Check every line of the records below for the string "outline", then report only how many lines have it.

═════ Supplied records

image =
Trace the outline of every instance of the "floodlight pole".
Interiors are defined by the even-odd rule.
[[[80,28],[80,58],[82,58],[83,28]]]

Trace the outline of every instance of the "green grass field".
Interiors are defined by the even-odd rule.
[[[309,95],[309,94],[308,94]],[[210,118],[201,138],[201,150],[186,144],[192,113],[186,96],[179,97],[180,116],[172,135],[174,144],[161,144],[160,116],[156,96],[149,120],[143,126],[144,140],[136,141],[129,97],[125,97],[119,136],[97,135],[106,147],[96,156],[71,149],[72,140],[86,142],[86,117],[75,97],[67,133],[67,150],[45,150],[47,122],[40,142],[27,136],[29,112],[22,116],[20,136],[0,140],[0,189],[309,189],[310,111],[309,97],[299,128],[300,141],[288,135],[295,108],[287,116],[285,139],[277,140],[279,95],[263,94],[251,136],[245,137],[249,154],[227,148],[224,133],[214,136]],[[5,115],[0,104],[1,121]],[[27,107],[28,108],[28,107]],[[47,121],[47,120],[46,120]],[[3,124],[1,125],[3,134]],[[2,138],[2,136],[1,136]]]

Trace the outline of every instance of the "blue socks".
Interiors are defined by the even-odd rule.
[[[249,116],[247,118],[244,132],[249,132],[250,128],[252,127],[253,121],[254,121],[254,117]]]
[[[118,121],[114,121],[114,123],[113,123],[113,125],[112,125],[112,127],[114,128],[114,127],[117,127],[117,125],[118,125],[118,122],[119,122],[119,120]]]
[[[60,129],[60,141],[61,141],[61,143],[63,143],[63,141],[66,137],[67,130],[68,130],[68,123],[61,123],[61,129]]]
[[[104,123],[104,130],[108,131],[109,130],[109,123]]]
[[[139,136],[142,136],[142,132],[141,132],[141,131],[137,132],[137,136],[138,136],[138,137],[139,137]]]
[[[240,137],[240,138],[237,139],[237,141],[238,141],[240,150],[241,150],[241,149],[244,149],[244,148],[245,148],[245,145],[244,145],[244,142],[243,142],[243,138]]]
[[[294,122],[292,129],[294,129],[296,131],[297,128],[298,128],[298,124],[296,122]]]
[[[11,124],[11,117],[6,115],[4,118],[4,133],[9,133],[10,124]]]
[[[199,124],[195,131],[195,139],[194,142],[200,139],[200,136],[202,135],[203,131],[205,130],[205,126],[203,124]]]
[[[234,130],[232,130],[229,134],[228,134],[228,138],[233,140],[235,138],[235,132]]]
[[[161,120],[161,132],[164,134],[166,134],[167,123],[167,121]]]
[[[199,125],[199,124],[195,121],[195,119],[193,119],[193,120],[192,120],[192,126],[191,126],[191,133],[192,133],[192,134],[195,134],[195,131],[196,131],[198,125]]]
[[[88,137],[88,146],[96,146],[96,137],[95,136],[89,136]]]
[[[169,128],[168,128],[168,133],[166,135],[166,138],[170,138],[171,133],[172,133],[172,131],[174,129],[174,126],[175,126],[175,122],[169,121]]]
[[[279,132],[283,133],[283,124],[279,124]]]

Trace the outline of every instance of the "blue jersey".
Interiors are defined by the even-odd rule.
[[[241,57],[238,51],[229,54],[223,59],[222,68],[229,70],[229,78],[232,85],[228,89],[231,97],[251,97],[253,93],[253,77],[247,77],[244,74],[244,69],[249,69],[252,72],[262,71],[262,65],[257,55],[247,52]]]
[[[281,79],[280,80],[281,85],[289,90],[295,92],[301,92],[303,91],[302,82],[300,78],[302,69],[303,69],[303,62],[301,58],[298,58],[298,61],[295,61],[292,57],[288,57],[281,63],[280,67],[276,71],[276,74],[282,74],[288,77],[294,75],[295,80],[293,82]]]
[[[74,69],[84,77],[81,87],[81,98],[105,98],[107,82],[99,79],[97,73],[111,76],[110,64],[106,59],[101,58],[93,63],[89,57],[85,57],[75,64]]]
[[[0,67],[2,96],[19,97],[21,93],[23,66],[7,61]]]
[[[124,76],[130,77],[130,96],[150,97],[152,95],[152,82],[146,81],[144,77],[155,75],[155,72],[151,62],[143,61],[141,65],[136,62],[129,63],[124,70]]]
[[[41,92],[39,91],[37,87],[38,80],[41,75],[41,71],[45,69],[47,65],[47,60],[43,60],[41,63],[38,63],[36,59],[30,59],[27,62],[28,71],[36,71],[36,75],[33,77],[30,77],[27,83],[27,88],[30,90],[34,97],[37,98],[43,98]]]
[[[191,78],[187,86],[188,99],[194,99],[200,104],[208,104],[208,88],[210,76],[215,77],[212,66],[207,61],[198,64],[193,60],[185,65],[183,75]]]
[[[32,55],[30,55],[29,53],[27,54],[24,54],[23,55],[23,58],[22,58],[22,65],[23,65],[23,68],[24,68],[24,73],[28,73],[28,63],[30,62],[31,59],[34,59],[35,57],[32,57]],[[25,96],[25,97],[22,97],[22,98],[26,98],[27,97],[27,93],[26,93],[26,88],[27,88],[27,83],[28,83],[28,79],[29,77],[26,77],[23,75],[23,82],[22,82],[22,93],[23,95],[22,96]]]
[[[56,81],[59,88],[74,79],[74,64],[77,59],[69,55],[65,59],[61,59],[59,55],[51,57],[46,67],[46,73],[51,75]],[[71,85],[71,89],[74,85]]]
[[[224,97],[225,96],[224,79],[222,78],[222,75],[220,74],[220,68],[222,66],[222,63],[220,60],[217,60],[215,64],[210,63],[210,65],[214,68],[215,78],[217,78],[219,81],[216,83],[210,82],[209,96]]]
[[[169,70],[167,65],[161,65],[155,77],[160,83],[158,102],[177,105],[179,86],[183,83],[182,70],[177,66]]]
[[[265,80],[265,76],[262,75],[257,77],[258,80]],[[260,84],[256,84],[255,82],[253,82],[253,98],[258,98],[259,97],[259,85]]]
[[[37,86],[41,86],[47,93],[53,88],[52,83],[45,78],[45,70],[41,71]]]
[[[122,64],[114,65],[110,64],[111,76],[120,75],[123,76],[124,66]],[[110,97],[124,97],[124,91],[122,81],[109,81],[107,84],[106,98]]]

══════════

• **Result of this exercise**
4